_Что требуется:_ Выведите дословно строки листинга от самого его начала до строки с «box: [4, 10, 994, 101]» включительно. Изображения в ответ не включайте.

_Материал для обработки:_
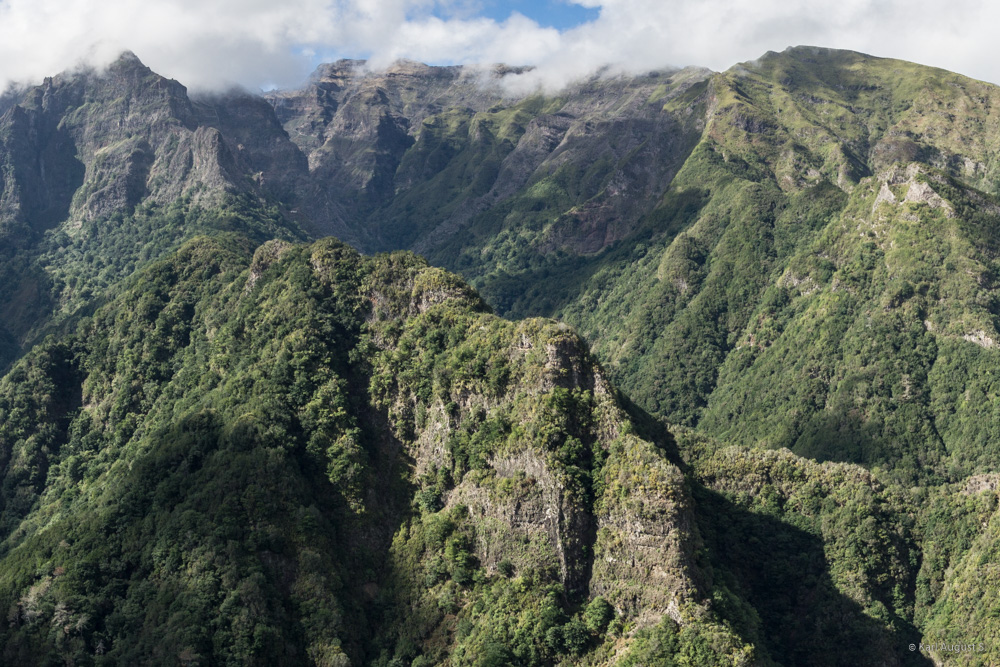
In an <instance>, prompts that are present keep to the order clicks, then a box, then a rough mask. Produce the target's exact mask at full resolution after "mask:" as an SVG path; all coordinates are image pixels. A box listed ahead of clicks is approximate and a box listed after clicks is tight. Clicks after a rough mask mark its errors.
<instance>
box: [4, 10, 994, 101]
mask: <svg viewBox="0 0 1000 667" xmlns="http://www.w3.org/2000/svg"><path fill="white" fill-rule="evenodd" d="M575 2H576V4H579V5H583V6H587V7H591V8H598V9H599V10H600V11H599V15H598V18H596V19H595V20H593V21H591V22H589V23H586V24H583V25H581V26H578V27H577V28H574V29H572V30H568V31H565V32H562V33H560V32H558V31H556V30H554V29H551V28H545V27H542V26H540V25H538V24H537V23H535V22H534V21H532V20H530V19H528V18H526V17H524V16H522V15H520V14H517V13H512V14H511V15H510V17H509V18H508V19H506V20H504V21H494V20H492V19H487V18H480V17H477V15H476V12H477V9H478V8H479V7H480V3H479V2H478V1H477V0H283V1H282V2H280V3H279V2H274V0H103V1H101V2H98V1H97V0H0V85H5V84H6V83H9V82H11V81H37V80H39V79H40V78H41V77H43V76H47V75H51V74H54V73H57V72H59V71H62V70H64V69H67V68H70V67H73V66H74V65H77V64H79V63H83V62H86V63H90V64H96V65H101V64H103V63H106V62H108V61H110V60H111V59H112V58H114V57H115V56H116V55H117V54H118V53H119V52H121V51H122V50H124V49H131V50H133V51H135V52H136V54H137V55H139V57H140V58H141V59H142V60H143V61H144V62H146V64H147V65H149V66H150V67H152V68H153V69H154V70H156V71H157V72H160V73H161V74H164V75H166V76H170V77H173V78H176V79H178V80H180V81H181V82H182V83H185V84H187V85H189V86H192V87H194V88H206V87H217V86H220V85H225V84H228V83H239V84H242V85H245V86H247V87H250V88H254V87H257V86H262V85H268V84H272V85H283V86H289V85H296V84H298V83H299V82H300V81H301V80H302V79H303V78H304V77H305V75H306V74H307V73H308V70H309V69H311V67H312V61H311V58H310V54H311V53H320V54H324V55H329V56H330V57H368V58H370V59H371V60H372V62H373V64H374V65H384V64H388V63H389V62H391V61H392V60H394V59H396V58H410V59H414V60H421V61H425V62H455V63H474V62H478V63H493V62H505V63H508V64H514V65H520V64H533V65H537V66H538V69H537V70H536V71H535V72H533V73H532V74H531V75H529V76H528V77H527V79H526V80H525V81H524V82H523V84H525V85H535V84H545V85H559V84H560V83H562V82H565V81H567V80H569V79H572V78H576V77H580V76H583V75H586V74H588V73H590V72H593V71H595V70H596V69H597V68H599V67H601V66H607V65H610V66H612V68H613V69H618V70H625V71H644V70H650V69H655V68H660V67H665V66H670V65H688V64H693V65H704V66H707V67H711V68H713V69H724V68H726V67H729V66H730V65H732V64H734V63H736V62H738V61H742V60H749V59H753V58H756V57H758V56H759V55H761V54H762V53H764V52H765V51H768V50H780V49H782V48H784V47H785V46H788V45H793V44H815V45H819V46H830V47H836V48H848V49H855V50H858V51H864V52H867V53H873V54H876V55H884V56H892V57H898V58H904V59H907V60H914V61H917V62H922V63H925V64H930V65H936V66H939V67H944V68H947V69H952V70H955V71H959V72H962V73H965V74H968V75H971V76H975V77H978V78H983V79H987V80H994V81H1000V59H998V58H997V55H1000V54H998V53H997V48H996V47H994V46H993V45H994V44H995V37H994V35H993V34H992V33H993V26H995V25H996V24H997V23H998V20H1000V6H998V5H995V4H993V3H986V2H983V1H981V0H952V1H951V2H948V3H946V4H945V3H941V2H939V1H931V0H837V1H835V2H822V3H820V2H816V1H814V0H674V1H669V0H575ZM441 16H443V17H446V18H439V17H441Z"/></svg>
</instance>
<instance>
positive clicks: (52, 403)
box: [0, 47, 1000, 666]
mask: <svg viewBox="0 0 1000 667" xmlns="http://www.w3.org/2000/svg"><path fill="white" fill-rule="evenodd" d="M507 73H509V70H508V69H504V68H475V67H432V66H427V65H422V64H419V63H412V62H403V63H398V64H396V65H394V66H393V67H390V68H388V69H386V70H385V71H382V72H369V71H367V70H365V68H364V67H363V66H362V64H361V63H360V62H357V61H341V62H338V63H333V64H329V65H323V66H321V67H320V68H318V69H317V71H316V72H315V73H314V75H313V76H312V78H311V79H310V80H309V81H308V82H307V83H306V84H305V85H304V86H303V87H302V88H301V89H299V90H292V91H272V92H269V93H267V94H265V95H263V96H261V95H253V94H249V93H246V92H241V91H230V92H228V93H225V94H216V95H190V94H189V93H188V91H187V90H186V89H185V88H184V86H183V85H182V84H181V83H178V82H176V81H171V80H169V79H166V78H164V77H161V76H159V75H157V74H156V73H154V72H152V71H151V70H149V69H148V68H147V67H145V66H144V65H143V64H142V63H141V62H140V61H139V60H138V58H136V57H135V56H134V55H131V54H124V55H123V56H122V57H121V58H120V59H119V60H117V61H116V62H115V63H113V64H112V65H110V66H109V67H108V68H107V69H106V70H103V71H99V72H98V71H92V70H80V71H74V72H68V73H64V74H60V75H57V76H54V77H52V78H51V79H46V80H45V81H44V82H43V83H42V84H41V85H39V86H35V87H29V88H25V89H19V90H15V91H9V92H8V93H6V94H5V95H4V96H3V97H2V98H0V165H2V166H3V170H2V173H0V365H2V366H3V368H4V369H5V373H6V374H5V376H4V378H3V379H2V380H0V608H2V609H3V610H5V613H6V624H5V625H3V627H2V628H0V647H2V649H0V651H2V653H0V662H5V663H10V664H27V665H30V664H49V663H52V662H61V663H63V664H78V665H89V664H95V665H96V664H142V663H152V662H162V663H164V664H166V663H169V664H177V663H180V664H186V665H194V664H229V663H232V664H261V665H265V664H267V665H273V664H288V665H299V664H303V665H338V666H339V665H347V664H373V665H398V664H411V665H429V664H453V665H465V664H468V665H501V664H530V665H556V664H592V665H598V664H601V665H603V664H621V665H642V664H658V665H659V664H662V665H671V664H698V665H701V664H709V665H710V664H719V665H750V664H761V665H769V664H783V665H797V664H815V665H840V664H934V663H937V664H960V665H962V664H969V665H972V664H992V663H995V662H997V659H998V653H997V647H998V646H1000V644H998V643H997V640H998V637H1000V625H998V624H997V623H995V619H994V618H993V616H995V614H994V613H993V611H994V610H995V608H996V604H994V601H993V597H995V591H996V590H997V585H996V584H997V582H996V581H995V579H996V577H995V576H993V575H992V574H991V573H992V570H991V569H990V568H991V565H990V564H991V563H992V562H993V560H994V558H993V556H994V555H995V552H996V549H997V544H998V540H1000V530H998V528H997V521H998V519H997V516H998V515H997V507H998V496H997V484H996V483H995V482H996V479H995V478H996V477H997V475H998V474H1000V467H998V466H1000V464H998V463H997V461H998V460H1000V458H998V452H997V449H996V444H995V443H996V442H997V436H998V433H997V428H996V425H995V422H996V420H995V416H996V415H995V404H996V399H997V396H998V391H1000V388H998V386H997V378H1000V357H998V356H997V355H998V354H1000V350H998V348H997V345H998V342H1000V319H998V317H1000V306H998V304H1000V301H998V295H997V275H1000V236H998V235H997V234H996V229H998V224H1000V199H998V195H1000V192H998V189H1000V181H998V176H997V174H998V173H1000V172H998V168H1000V162H998V158H997V155H996V152H995V150H994V146H995V145H996V140H997V136H998V133H1000V89H998V88H997V87H996V86H993V85H991V84H987V83H984V82H980V81H974V80H971V79H968V78H966V77H962V76H960V75H957V74H953V73H949V72H945V71H943V70H938V69H934V68H929V67H923V66H919V65H915V64H912V63H906V62H902V61H897V60H890V59H883V58H874V57H871V56H866V55H864V54H859V53H854V52H850V51H836V50H829V49H818V48H813V47H795V48H791V49H788V50H786V51H784V52H781V53H776V52H770V53H768V54H765V55H764V56H762V57H761V58H759V59H758V60H756V61H753V62H748V63H742V64H740V65H737V66H735V67H733V68H731V69H729V70H727V71H725V72H717V73H716V72H710V71H708V70H705V69H698V68H688V69H683V70H665V71H658V72H649V73H646V74H643V75H637V76H614V77H611V76H595V77H594V78H591V79H589V80H586V81H581V82H577V83H575V84H573V85H571V86H568V87H566V88H565V89H563V90H561V91H559V92H558V93H553V94H546V93H544V92H542V91H537V92H535V93H532V94H519V95H513V94H510V93H509V92H506V89H505V88H504V87H503V86H502V85H501V82H500V78H501V77H502V76H504V75H505V74H507ZM329 235H334V236H337V237H339V238H340V239H341V240H340V241H334V240H331V239H328V238H326V239H324V238H322V237H326V236H329ZM359 251H360V252H359ZM408 251H418V252H420V253H422V254H424V255H425V256H426V257H427V258H428V259H427V261H424V260H422V259H419V258H417V257H416V256H414V255H412V254H410V252H408ZM361 253H368V254H361ZM435 267H441V268H435ZM459 274H460V275H459ZM504 317H508V318H521V319H516V320H515V319H504ZM546 318H558V319H559V320H561V321H562V322H565V323H566V324H563V323H560V322H559V321H556V320H554V319H546ZM571 327H572V328H571ZM574 331H575V332H578V333H574ZM991 596H993V597H991ZM969 643H972V644H975V645H976V646H977V647H978V646H980V645H981V646H983V647H984V648H983V650H981V651H979V650H977V651H973V652H969V651H949V650H947V649H943V648H941V647H942V646H945V647H947V646H954V645H965V644H969ZM910 644H914V645H915V646H920V645H921V644H922V645H923V646H925V647H929V648H921V649H920V650H916V651H910V650H909V648H908V646H909V645H910ZM935 647H936V648H935Z"/></svg>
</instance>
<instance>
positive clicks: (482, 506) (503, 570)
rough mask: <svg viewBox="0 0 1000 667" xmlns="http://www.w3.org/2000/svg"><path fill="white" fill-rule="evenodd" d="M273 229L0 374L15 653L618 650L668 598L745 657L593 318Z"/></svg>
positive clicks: (176, 267)
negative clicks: (591, 350) (496, 293)
mask: <svg viewBox="0 0 1000 667" xmlns="http://www.w3.org/2000/svg"><path fill="white" fill-rule="evenodd" d="M251 247H252V246H251V244H250V243H249V242H247V241H246V240H244V239H240V238H237V237H231V238H229V239H228V240H210V239H205V238H202V239H196V240H195V241H192V242H190V243H188V244H186V245H185V246H184V247H183V248H182V249H181V250H180V251H179V252H178V253H177V254H175V255H170V256H168V257H167V258H166V259H165V260H163V261H160V262H157V263H156V264H154V265H153V266H152V267H150V268H149V269H147V270H145V271H142V272H140V273H138V274H136V275H135V276H134V277H133V278H132V279H131V280H130V281H129V284H128V285H127V286H125V287H123V288H122V289H121V290H120V291H119V292H118V295H117V296H116V297H115V299H114V300H113V301H112V302H110V303H109V304H107V305H106V306H104V307H102V308H101V309H99V310H98V311H97V312H96V313H95V314H94V316H93V318H91V319H88V320H86V321H84V322H81V324H80V327H79V329H78V330H77V331H76V332H75V333H73V334H71V335H69V336H67V337H65V338H63V339H61V340H59V341H50V342H49V343H46V344H44V345H41V346H39V347H37V348H36V349H35V350H34V351H33V352H32V353H31V354H30V355H29V356H28V357H26V358H25V359H24V360H23V361H22V362H20V363H19V364H18V365H17V366H16V367H15V369H14V370H13V371H12V372H11V374H10V375H8V376H7V378H6V379H5V380H4V381H3V383H2V385H0V415H3V417H4V418H3V420H2V425H0V470H2V471H3V475H2V482H0V489H2V494H0V531H2V532H0V541H2V542H0V544H2V545H3V546H2V551H0V559H2V560H3V562H4V571H5V572H8V573H10V574H9V576H7V577H5V578H4V579H3V581H2V583H0V597H2V600H3V606H4V608H5V609H8V610H9V614H8V616H7V621H8V623H7V624H5V625H4V627H3V629H2V631H0V632H2V633H3V642H2V644H3V646H4V648H3V659H4V661H6V662H19V663H20V664H41V662H42V661H43V660H44V659H47V658H46V656H48V657H49V658H54V657H60V658H61V659H73V660H92V659H95V658H96V659H97V661H98V662H102V661H108V660H111V661H127V662H145V661H148V660H149V659H151V656H156V655H168V656H178V657H179V659H180V660H181V661H182V662H183V661H185V660H188V661H190V660H194V659H195V658H192V656H200V657H198V658H197V659H200V660H210V661H224V660H241V661H244V662H245V663H246V664H338V665H339V664H348V661H349V660H350V661H353V662H357V663H359V664H360V663H363V662H367V661H369V660H371V659H374V658H375V657H377V656H378V655H379V654H380V652H381V653H382V654H385V655H389V656H395V657H396V658H398V659H400V660H414V659H422V660H425V661H427V660H432V661H440V660H445V659H451V660H452V661H453V662H455V663H457V664H467V663H469V664H471V663H475V662H476V661H477V660H478V659H479V658H480V657H481V656H482V655H484V653H486V652H488V651H491V650H493V648H491V647H494V646H496V645H500V646H504V647H506V648H505V650H507V651H508V655H510V656H511V659H517V660H523V661H529V662H536V663H551V662H554V661H558V660H560V659H570V658H572V659H583V658H586V659H588V660H593V661H595V662H601V663H603V662H608V661H610V660H611V657H612V656H613V655H618V654H621V653H623V652H627V650H628V647H629V646H630V634H629V632H626V631H625V630H624V628H626V627H628V628H647V627H652V626H655V625H657V624H658V623H660V622H661V620H669V621H670V622H672V623H680V624H683V625H685V626H690V628H691V630H690V631H691V632H694V633H695V634H698V633H704V632H711V633H714V634H713V636H715V637H716V640H715V641H716V642H717V645H718V648H719V650H720V651H722V654H721V655H724V654H727V653H732V654H733V655H737V654H741V655H742V654H744V653H746V652H751V653H752V649H751V648H749V647H746V646H744V645H743V644H742V642H741V641H740V640H739V639H738V638H737V637H736V636H735V635H733V634H732V633H729V632H728V631H727V630H726V629H725V628H724V627H723V626H722V625H721V622H720V621H719V619H718V618H716V617H714V616H713V615H712V614H711V613H710V612H709V611H708V608H707V607H706V606H705V605H706V601H705V595H706V589H705V588H704V587H703V586H702V585H700V584H699V583H697V581H696V579H697V578H698V576H699V575H698V572H697V567H696V566H695V564H694V556H693V554H694V546H693V544H692V540H693V539H694V535H695V528H694V525H693V513H692V500H691V497H690V495H689V493H688V491H687V489H686V487H685V482H684V478H683V475H681V473H680V471H679V470H678V468H677V467H676V465H675V464H674V463H672V462H671V461H669V460H668V459H667V457H666V455H665V454H664V453H663V451H662V450H661V449H660V448H659V447H657V446H656V445H654V444H653V443H651V442H649V441H647V440H644V439H642V438H640V437H639V436H638V435H636V434H635V433H634V429H633V426H632V424H631V421H630V420H629V418H628V417H627V416H626V415H625V413H624V412H623V411H622V409H621V408H620V407H619V404H618V402H617V399H616V397H615V393H614V392H613V390H612V389H611V388H610V387H609V386H608V384H607V383H606V381H605V380H604V378H603V373H602V371H601V369H600V367H599V366H598V365H597V364H596V363H595V362H594V361H593V359H591V358H590V357H589V355H588V353H587V352H586V348H585V346H584V345H583V344H582V342H581V341H580V340H579V339H578V338H577V337H576V336H575V335H574V334H572V333H571V332H570V331H568V330H567V329H566V328H565V327H563V326H561V325H559V324H557V323H554V322H551V321H544V320H528V321H524V322H521V323H511V322H506V321H504V320H501V319H499V318H497V317H495V316H493V315H490V314H488V313H486V312H485V308H484V306H483V303H482V302H481V300H480V299H479V297H478V296H477V295H476V294H475V292H473V291H472V290H470V289H469V288H468V287H466V286H465V285H463V284H462V283H461V282H460V281H459V280H458V279H457V278H456V277H454V276H452V275H449V274H447V273H445V272H443V271H441V270H439V269H433V268H429V267H428V266H427V265H426V264H424V263H423V262H422V261H419V260H417V259H416V258H414V257H413V256H410V255H393V256H376V257H372V258H363V257H361V256H360V255H358V254H357V253H356V252H355V251H353V250H351V249H349V248H348V247H346V246H344V245H342V244H339V243H337V242H333V241H324V242H319V243H316V244H314V245H311V246H301V245H292V244H287V243H280V242H270V243H268V244H265V245H264V246H262V247H261V248H259V249H258V250H257V251H256V253H255V254H254V256H253V258H251V256H250V250H249V249H250V248H251ZM102 536H103V537H102ZM140 542H142V543H143V544H144V546H140V545H139V543H140ZM149 582H158V583H156V584H155V585H153V586H150V585H149ZM510 604H516V605H517V606H518V607H519V608H520V609H521V611H520V612H518V613H512V612H511V611H510V609H509V605H510ZM591 607H593V609H594V611H593V612H591V611H587V612H586V613H584V611H583V610H590V609H591ZM491 619H492V620H491ZM614 619H617V620H616V621H615V623H616V624H615V625H609V624H610V623H611V622H612V621H613V620H614ZM494 621H495V622H494ZM522 624H526V625H525V628H524V632H521V631H519V633H520V634H518V635H517V636H516V638H514V639H512V638H510V637H508V635H507V634H506V633H507V632H508V631H512V630H513V628H514V627H515V626H520V625H522ZM48 627H55V628H57V632H56V633H55V634H48V633H45V632H41V631H40V629H42V628H48ZM699 636H700V635H699ZM748 654H749V653H748Z"/></svg>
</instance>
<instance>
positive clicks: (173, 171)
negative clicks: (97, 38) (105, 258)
mask: <svg viewBox="0 0 1000 667" xmlns="http://www.w3.org/2000/svg"><path fill="white" fill-rule="evenodd" d="M0 153H2V156H3V157H2V159H3V160H4V161H5V162H6V163H7V164H8V166H9V169H8V170H7V176H6V178H5V181H4V183H3V184H2V185H0V188H2V190H0V216H2V221H0V224H3V225H5V226H9V225H11V224H15V223H16V222H17V221H20V222H21V223H22V224H24V225H26V226H27V227H28V228H29V229H32V230H34V231H41V230H43V229H46V228H48V227H51V226H53V225H55V224H57V223H60V222H62V221H64V220H66V219H67V218H69V219H73V220H76V221H77V222H79V221H82V220H89V219H95V218H104V217H107V216H108V215H111V214H113V213H116V212H122V213H128V212H130V211H131V210H132V209H134V208H135V207H136V206H137V205H138V204H140V203H142V202H144V201H147V200H151V201H156V202H159V203H161V204H167V203H170V202H172V201H174V200H176V199H177V198H178V197H183V196H191V197H192V198H193V199H194V200H196V201H203V202H205V203H212V202H217V201H218V200H219V198H220V197H221V196H222V195H223V194H224V193H240V192H245V193H250V194H254V195H256V196H269V197H272V198H274V199H278V200H283V201H288V202H289V203H293V200H294V192H295V185H294V184H295V181H296V179H297V178H298V177H299V175H300V174H302V173H304V172H305V169H306V164H305V159H304V157H303V156H302V154H301V153H300V151H299V150H298V149H297V148H296V147H295V145H294V144H292V143H291V142H290V141H288V138H287V135H286V134H285V132H284V130H283V129H282V128H281V127H280V125H279V124H278V122H277V119H276V118H275V116H274V113H273V111H272V109H271V108H270V106H269V105H267V104H266V103H265V102H264V101H263V100H261V99H260V98H255V97H252V96H249V95H246V94H240V93H233V94H230V95H227V96H223V97H219V98H215V99H204V100H197V101H195V100H192V99H191V98H190V97H189V96H188V94H187V91H186V89H185V88H184V86H182V85H181V84H179V83H178V82H176V81H172V80H168V79H165V78H163V77H161V76H159V75H157V74H155V73H153V72H152V71H150V70H149V68H147V67H145V66H144V65H143V64H142V63H141V62H139V60H138V59H137V58H136V57H135V56H134V55H132V54H128V53H127V54H125V55H123V56H122V57H121V58H119V60H118V61H116V62H115V63H113V64H112V65H111V66H110V67H109V68H108V70H107V71H106V72H100V73H98V72H93V71H84V72H75V73H67V74H62V75H60V76H57V77H54V78H50V79H46V80H45V82H44V83H43V84H42V85H41V86H37V87H35V88H31V89H29V90H27V91H25V92H24V93H23V94H21V96H20V99H19V100H18V102H17V104H16V105H12V106H11V107H10V108H8V109H7V111H6V112H5V113H4V115H3V117H2V118H0Z"/></svg>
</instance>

_Результат упражнения:_
In an <instance>, prompts that are present keep to the order clicks, then a box, then a rough mask. Produce the target's exact mask at full resolution after "mask:" as an SVG path; all coordinates are image pixels. A box listed ahead of clicks is approximate and a box listed after clicks is tight. Clicks after a rough mask mark its errors.
<instance>
box: [4, 10, 994, 101]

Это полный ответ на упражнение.